Problem requirements. Using the entries that follow, count the lines containing the word "window" and give that number by itself.

-- Input data follows --

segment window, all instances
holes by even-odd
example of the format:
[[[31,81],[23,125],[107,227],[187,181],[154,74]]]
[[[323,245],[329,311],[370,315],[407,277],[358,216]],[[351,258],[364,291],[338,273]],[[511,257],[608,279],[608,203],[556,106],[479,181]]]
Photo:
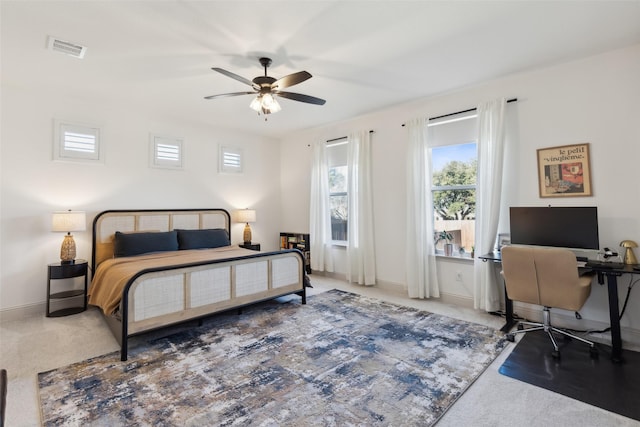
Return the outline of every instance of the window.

-- Input data concluded --

Task answer. 2